--- START ---

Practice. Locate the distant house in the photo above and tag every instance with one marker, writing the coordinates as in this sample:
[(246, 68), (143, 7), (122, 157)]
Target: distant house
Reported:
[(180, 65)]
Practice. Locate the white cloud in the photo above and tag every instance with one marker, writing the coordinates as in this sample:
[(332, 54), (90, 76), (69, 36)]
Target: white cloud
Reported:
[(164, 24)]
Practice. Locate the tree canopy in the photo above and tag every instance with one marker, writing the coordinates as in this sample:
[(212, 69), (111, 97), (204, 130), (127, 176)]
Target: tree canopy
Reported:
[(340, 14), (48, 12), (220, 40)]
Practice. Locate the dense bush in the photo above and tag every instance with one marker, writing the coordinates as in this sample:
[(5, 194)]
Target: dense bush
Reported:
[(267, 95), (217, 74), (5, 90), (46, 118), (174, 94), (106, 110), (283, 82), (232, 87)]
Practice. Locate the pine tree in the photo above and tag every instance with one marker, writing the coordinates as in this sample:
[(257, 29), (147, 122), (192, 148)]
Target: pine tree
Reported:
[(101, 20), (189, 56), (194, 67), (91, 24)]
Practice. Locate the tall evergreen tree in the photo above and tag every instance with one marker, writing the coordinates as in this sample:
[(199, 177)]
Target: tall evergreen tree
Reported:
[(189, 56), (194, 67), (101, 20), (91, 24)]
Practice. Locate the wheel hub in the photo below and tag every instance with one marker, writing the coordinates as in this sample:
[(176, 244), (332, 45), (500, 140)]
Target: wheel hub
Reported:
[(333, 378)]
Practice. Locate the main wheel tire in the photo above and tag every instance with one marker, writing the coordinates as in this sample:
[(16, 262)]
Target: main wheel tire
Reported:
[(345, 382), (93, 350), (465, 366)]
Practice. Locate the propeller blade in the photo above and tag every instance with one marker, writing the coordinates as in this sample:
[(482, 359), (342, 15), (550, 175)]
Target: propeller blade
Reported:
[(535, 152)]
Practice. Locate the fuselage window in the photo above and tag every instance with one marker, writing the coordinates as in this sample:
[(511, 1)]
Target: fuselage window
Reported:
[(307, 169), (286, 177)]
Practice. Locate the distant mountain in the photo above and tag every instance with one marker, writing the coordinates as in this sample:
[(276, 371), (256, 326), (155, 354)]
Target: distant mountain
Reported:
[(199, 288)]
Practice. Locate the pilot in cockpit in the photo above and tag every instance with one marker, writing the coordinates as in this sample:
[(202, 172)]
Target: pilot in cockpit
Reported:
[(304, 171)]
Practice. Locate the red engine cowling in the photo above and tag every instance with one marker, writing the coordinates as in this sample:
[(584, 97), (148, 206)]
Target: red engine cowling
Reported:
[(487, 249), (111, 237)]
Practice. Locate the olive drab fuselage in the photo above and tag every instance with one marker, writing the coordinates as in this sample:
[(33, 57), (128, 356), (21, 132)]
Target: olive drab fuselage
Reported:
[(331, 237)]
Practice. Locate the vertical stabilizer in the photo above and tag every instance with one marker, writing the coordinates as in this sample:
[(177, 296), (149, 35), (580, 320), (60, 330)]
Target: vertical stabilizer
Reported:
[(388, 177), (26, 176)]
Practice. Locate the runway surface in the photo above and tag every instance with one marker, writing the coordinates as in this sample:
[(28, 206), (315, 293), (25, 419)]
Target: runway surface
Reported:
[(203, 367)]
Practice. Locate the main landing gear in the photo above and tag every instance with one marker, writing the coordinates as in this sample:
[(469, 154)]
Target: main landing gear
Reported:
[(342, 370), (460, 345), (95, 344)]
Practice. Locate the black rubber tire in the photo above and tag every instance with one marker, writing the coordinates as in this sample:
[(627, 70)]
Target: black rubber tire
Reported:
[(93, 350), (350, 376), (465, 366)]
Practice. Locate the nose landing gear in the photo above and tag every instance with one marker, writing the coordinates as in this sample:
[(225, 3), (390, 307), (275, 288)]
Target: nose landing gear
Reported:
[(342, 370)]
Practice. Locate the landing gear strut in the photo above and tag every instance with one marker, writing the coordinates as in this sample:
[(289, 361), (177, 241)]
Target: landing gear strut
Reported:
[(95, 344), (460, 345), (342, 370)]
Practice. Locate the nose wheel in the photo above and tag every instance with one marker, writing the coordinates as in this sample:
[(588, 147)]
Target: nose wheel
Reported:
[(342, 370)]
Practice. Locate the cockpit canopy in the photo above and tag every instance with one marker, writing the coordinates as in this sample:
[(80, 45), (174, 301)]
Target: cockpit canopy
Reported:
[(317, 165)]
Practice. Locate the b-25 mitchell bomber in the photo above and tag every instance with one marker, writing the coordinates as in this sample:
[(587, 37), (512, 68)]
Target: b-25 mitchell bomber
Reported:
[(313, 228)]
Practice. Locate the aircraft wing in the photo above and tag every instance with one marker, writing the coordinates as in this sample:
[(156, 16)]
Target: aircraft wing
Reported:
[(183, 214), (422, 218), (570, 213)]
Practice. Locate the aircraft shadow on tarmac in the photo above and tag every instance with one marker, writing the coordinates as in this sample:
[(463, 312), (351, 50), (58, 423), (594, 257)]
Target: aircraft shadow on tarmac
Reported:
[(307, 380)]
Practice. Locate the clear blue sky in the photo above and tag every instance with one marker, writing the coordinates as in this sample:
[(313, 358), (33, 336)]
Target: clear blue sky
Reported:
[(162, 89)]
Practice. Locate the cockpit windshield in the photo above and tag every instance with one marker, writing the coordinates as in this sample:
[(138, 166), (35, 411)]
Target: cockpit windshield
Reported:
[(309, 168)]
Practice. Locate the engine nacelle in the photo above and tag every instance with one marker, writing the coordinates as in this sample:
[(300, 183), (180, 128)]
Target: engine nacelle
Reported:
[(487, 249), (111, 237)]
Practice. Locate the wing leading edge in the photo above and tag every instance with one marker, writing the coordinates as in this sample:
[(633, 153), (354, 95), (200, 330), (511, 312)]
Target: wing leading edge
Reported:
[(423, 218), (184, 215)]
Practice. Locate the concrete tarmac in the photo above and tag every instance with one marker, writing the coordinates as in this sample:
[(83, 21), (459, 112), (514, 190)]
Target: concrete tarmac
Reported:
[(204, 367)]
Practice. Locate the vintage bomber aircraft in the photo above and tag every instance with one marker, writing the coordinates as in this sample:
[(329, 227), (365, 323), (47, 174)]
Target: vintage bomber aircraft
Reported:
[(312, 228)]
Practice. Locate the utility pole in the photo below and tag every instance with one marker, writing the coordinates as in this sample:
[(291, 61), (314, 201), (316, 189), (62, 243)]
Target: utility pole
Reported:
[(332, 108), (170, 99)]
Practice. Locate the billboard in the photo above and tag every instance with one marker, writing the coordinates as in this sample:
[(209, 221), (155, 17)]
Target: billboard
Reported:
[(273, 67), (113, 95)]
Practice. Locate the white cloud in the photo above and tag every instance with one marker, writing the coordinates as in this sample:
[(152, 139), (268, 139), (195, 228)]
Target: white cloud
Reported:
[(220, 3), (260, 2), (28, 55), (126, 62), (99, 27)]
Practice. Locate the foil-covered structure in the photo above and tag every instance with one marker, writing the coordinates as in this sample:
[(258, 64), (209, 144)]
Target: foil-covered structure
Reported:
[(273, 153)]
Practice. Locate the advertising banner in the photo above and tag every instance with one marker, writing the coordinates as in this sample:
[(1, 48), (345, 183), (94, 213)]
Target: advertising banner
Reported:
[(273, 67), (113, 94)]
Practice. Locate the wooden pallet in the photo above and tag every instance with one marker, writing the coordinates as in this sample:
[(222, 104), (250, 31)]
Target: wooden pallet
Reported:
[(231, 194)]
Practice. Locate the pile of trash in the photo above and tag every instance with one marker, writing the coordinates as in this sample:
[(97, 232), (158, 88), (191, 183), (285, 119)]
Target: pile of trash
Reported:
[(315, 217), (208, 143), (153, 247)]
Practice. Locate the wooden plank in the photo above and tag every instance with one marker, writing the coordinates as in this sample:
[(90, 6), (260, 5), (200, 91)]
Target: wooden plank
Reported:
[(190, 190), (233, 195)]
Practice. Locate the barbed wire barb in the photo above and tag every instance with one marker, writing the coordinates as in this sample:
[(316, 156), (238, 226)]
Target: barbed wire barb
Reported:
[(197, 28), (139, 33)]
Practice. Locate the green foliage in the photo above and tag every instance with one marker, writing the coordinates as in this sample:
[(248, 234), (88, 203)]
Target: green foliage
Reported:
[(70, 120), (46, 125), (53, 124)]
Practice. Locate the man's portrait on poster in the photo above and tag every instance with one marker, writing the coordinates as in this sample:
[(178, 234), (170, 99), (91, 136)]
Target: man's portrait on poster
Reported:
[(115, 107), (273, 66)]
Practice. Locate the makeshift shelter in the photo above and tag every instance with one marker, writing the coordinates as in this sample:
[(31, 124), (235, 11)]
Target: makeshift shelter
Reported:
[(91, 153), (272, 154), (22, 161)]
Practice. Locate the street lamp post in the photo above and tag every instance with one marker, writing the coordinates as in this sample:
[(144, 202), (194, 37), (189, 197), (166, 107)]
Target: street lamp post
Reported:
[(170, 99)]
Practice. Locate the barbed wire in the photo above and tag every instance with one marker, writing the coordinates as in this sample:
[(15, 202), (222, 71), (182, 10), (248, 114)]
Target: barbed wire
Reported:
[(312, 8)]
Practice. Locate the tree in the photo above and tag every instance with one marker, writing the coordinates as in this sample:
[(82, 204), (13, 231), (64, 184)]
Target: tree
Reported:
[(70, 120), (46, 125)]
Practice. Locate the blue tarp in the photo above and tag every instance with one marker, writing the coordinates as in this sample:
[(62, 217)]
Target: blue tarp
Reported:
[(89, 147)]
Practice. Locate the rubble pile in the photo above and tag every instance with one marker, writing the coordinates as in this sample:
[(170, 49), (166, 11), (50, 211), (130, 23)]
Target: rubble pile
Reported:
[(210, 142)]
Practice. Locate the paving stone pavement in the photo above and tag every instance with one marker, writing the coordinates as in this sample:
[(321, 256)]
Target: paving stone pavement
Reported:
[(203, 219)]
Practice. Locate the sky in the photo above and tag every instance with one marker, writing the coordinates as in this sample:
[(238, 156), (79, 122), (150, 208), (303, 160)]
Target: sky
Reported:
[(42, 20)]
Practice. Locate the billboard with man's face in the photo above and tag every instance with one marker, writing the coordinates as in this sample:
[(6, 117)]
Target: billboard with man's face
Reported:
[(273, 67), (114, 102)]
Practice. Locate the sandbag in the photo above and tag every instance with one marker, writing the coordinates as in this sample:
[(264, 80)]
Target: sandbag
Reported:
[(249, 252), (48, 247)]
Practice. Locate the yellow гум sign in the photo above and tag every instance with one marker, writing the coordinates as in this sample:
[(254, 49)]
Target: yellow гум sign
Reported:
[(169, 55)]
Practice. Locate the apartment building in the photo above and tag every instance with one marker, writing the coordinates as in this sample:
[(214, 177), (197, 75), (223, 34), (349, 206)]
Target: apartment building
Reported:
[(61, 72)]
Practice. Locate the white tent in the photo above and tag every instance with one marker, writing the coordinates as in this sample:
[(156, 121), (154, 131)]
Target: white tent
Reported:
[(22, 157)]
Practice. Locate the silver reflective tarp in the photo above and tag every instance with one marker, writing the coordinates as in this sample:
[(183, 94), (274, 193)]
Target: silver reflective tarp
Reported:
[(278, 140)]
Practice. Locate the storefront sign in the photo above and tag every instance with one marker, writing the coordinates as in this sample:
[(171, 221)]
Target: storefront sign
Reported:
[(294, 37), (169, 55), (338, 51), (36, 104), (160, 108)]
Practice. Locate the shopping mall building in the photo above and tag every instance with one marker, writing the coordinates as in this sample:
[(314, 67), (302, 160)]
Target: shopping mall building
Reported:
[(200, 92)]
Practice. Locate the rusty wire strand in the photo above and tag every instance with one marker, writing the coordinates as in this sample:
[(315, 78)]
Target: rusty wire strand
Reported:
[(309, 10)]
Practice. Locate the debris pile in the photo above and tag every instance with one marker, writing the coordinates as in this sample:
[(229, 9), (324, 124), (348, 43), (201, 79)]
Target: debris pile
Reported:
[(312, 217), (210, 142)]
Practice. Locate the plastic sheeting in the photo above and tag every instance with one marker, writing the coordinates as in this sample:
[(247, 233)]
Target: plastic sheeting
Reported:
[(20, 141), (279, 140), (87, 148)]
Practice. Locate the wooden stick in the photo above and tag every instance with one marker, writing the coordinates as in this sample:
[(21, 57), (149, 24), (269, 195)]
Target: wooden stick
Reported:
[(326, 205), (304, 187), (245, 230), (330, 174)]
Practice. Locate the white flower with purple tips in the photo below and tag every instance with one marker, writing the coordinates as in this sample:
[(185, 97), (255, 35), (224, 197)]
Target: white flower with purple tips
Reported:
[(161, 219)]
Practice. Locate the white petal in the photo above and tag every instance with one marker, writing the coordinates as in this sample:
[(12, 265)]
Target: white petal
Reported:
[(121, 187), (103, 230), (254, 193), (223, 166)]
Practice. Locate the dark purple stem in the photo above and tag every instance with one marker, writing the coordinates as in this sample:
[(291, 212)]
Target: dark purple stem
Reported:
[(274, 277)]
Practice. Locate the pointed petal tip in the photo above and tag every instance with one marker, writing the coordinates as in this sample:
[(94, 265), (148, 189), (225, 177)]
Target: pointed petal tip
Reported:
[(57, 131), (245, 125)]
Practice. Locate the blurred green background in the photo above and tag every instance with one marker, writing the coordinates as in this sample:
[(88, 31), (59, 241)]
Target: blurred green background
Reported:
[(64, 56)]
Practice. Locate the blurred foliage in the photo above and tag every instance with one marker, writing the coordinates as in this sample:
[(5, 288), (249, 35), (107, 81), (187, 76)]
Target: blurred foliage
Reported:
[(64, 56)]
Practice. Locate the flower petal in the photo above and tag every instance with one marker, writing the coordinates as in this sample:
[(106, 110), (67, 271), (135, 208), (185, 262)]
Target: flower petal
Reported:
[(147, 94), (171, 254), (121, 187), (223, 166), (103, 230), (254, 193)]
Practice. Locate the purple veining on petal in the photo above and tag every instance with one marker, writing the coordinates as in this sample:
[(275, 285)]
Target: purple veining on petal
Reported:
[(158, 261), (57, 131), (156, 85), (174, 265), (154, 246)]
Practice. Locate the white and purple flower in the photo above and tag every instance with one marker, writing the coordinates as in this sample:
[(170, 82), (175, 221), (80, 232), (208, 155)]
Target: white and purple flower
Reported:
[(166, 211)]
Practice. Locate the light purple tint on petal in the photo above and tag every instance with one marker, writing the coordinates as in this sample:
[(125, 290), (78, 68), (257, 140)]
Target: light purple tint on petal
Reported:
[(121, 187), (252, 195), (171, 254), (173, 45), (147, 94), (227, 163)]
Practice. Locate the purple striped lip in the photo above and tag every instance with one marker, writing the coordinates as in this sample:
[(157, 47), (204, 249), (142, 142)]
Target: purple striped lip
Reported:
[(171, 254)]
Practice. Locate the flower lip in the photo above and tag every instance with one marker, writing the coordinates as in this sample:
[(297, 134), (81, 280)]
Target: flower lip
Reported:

--- END ---

Retype the records exactly, starting at the first line and ending at the line that contains "[(180, 65)]", with both of those lines included.

Practice. Locate the distant house in the photo above and tag every instance with one marker, writing the coordinates as in this sample:
[(246, 68), (143, 7), (122, 157)]
Target: distant house
Reported:
[(180, 65)]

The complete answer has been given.